* [Problem statement] State how many lines of the material below contain the word "following". Give only the number.

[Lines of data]
• • • •

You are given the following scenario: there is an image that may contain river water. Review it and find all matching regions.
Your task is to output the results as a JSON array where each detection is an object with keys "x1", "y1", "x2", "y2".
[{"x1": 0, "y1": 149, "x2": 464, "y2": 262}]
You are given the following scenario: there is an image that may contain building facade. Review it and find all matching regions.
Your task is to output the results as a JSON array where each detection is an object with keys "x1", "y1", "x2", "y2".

• • • •

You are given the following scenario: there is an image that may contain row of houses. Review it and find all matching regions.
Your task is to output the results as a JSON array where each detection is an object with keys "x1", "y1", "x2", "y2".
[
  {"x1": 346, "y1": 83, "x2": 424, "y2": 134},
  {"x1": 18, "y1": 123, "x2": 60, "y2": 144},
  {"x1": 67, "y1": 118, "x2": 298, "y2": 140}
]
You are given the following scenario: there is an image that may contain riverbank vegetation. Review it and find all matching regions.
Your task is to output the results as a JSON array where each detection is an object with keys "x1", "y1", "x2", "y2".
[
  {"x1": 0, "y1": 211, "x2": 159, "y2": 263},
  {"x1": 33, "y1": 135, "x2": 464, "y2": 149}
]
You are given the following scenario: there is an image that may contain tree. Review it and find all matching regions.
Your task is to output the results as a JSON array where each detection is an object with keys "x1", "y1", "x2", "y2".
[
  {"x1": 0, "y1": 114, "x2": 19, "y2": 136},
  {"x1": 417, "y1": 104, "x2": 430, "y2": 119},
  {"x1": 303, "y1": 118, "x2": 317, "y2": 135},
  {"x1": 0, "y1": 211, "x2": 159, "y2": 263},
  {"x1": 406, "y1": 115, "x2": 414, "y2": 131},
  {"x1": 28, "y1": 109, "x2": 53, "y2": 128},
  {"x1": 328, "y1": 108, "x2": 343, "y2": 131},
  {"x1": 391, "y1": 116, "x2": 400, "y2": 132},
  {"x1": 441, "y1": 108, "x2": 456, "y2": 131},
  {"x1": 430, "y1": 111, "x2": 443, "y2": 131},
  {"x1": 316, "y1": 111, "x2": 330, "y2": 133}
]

• • • •

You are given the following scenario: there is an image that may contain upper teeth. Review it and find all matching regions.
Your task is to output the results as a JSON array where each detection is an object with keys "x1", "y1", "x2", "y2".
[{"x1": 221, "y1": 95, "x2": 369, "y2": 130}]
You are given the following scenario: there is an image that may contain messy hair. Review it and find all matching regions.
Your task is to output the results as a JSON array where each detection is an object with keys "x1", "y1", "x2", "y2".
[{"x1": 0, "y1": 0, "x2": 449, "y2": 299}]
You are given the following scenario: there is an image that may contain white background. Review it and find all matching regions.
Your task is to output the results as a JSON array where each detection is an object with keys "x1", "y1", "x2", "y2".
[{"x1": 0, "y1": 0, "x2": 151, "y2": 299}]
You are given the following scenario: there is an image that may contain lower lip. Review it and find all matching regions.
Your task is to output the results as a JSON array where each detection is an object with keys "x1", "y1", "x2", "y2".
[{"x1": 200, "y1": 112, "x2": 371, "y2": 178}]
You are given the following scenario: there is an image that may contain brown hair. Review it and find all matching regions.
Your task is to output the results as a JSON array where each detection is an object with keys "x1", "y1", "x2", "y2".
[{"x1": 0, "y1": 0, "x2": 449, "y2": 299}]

• • • •

* [Output for this task] 10